_Excerpts of pointing data_
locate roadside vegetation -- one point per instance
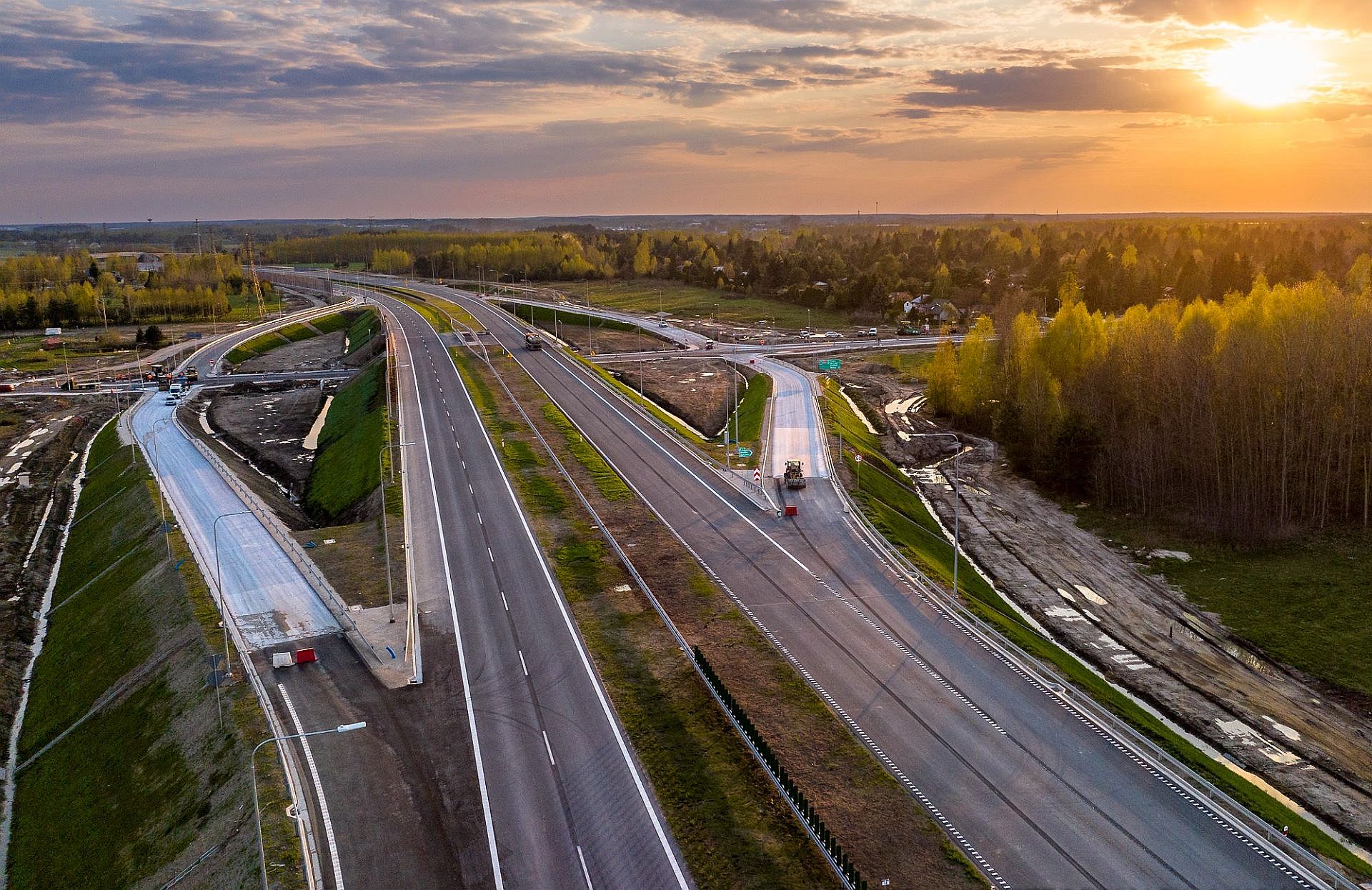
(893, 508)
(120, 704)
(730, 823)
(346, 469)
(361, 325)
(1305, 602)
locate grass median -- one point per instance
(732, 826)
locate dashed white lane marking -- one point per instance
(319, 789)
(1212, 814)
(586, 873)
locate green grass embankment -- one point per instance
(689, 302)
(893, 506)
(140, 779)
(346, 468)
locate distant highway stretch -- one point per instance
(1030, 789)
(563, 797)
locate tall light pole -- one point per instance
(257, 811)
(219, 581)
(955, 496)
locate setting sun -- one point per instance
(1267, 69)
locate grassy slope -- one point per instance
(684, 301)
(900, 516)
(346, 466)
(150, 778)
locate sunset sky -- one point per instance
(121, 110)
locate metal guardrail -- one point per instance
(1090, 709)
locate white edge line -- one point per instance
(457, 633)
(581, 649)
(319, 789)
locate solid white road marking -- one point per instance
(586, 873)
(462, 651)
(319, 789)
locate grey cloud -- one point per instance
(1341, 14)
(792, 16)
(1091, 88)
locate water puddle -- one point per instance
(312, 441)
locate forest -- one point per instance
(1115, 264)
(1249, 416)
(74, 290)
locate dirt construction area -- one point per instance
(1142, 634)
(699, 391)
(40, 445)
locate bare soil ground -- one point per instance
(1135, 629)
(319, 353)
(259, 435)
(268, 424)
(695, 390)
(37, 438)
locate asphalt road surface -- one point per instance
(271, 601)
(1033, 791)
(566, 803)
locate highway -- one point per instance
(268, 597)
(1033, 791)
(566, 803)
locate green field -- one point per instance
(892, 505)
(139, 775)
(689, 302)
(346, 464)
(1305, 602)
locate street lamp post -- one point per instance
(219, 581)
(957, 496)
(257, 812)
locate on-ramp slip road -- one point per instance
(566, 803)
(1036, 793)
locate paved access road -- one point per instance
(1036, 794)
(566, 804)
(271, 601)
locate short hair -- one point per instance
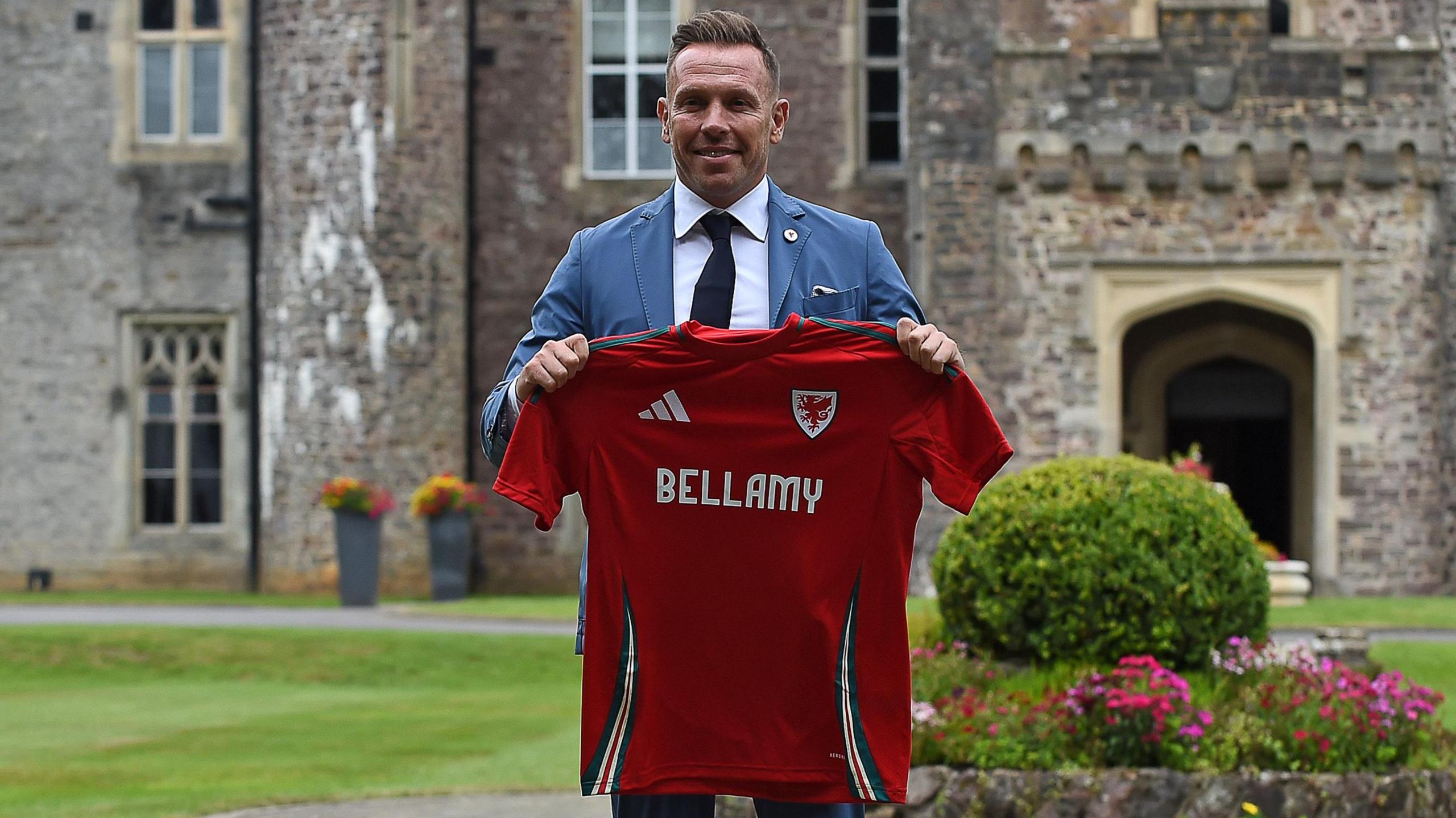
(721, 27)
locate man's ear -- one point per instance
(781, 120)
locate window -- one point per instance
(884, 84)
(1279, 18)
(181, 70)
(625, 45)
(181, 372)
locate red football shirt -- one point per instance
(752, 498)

* * *

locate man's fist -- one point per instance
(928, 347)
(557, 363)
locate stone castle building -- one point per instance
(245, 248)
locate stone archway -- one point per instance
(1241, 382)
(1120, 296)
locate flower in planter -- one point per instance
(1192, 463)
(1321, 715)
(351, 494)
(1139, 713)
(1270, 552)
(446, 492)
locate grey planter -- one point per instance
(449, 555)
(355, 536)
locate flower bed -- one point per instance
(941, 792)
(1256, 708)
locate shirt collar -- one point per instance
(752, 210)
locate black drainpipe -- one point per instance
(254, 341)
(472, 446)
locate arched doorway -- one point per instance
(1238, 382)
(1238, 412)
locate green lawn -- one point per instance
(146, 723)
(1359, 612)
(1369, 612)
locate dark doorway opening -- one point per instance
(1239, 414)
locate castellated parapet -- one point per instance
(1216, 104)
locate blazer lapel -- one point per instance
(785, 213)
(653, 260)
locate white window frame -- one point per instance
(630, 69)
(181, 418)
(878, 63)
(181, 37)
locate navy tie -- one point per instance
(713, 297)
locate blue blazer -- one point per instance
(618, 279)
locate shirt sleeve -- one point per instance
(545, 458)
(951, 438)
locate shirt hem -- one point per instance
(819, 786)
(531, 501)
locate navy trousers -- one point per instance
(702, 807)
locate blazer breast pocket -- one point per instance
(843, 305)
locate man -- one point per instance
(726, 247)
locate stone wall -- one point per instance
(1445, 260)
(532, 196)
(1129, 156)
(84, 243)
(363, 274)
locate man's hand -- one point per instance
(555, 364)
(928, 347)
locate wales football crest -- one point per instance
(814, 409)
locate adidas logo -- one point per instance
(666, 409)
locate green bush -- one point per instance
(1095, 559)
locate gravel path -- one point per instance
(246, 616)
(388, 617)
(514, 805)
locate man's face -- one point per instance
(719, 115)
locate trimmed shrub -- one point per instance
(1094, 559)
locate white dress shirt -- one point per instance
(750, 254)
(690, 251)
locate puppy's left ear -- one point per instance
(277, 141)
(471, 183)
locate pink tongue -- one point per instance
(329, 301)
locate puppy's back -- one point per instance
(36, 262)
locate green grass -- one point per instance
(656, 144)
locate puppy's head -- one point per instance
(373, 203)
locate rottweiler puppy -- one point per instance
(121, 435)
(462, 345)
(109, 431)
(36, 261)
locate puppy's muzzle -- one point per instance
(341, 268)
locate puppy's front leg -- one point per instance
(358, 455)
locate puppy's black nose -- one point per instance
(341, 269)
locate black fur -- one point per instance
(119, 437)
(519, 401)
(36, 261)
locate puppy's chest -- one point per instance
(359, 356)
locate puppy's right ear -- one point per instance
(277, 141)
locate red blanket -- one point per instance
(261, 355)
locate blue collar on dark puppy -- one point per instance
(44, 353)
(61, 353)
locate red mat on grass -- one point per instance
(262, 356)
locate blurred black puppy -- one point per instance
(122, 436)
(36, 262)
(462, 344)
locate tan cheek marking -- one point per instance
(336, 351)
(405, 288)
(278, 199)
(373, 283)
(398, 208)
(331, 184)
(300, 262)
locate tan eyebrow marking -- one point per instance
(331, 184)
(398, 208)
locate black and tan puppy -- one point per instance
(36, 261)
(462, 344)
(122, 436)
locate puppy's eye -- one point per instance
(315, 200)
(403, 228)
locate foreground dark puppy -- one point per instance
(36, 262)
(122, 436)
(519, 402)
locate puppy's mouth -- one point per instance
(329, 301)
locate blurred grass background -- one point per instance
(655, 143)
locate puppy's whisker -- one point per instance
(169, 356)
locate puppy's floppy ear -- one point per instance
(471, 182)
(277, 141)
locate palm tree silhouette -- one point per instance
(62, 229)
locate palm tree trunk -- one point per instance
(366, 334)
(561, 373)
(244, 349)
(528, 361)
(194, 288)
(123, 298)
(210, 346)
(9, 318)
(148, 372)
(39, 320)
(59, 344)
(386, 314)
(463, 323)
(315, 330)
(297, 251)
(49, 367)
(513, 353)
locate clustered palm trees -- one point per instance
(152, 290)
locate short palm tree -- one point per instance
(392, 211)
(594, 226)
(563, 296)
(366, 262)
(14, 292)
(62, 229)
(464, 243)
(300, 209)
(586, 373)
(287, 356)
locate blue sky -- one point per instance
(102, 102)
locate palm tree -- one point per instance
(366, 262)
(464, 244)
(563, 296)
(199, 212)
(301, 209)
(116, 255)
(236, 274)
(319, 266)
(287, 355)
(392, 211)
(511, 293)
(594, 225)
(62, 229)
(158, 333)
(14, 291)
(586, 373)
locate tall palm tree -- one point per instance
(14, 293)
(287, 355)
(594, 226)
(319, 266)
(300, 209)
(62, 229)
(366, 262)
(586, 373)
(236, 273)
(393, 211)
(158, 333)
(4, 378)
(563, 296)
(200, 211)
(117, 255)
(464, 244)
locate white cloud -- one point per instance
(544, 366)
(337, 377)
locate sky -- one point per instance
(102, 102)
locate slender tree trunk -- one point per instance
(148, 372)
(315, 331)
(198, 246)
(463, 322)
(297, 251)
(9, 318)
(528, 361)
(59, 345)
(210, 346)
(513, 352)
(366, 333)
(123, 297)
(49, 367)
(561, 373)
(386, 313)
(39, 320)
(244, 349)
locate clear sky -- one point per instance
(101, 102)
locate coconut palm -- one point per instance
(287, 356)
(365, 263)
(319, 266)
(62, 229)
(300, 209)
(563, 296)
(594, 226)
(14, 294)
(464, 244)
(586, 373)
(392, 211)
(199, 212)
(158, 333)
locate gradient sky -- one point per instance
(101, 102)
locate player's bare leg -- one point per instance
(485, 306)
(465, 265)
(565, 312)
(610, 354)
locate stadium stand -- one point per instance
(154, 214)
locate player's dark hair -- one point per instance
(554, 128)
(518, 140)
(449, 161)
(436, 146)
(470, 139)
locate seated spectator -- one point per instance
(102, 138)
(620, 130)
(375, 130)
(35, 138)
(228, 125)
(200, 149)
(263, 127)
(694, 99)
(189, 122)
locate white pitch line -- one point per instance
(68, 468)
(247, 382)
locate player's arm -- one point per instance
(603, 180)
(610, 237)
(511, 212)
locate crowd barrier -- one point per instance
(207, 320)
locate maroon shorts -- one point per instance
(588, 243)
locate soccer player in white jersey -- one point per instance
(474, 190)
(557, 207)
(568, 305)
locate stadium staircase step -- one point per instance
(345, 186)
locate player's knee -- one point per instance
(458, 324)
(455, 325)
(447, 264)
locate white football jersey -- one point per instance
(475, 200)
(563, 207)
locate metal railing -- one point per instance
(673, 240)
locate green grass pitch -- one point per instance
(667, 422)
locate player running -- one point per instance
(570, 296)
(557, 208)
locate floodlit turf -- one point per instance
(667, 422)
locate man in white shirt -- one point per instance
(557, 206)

_Task_
Please pull out every line of the items that contains the string "highway", matching case exactly.

_Written answer_
locate distant highway stretch -- one point per instance
locate highway -- one point per instance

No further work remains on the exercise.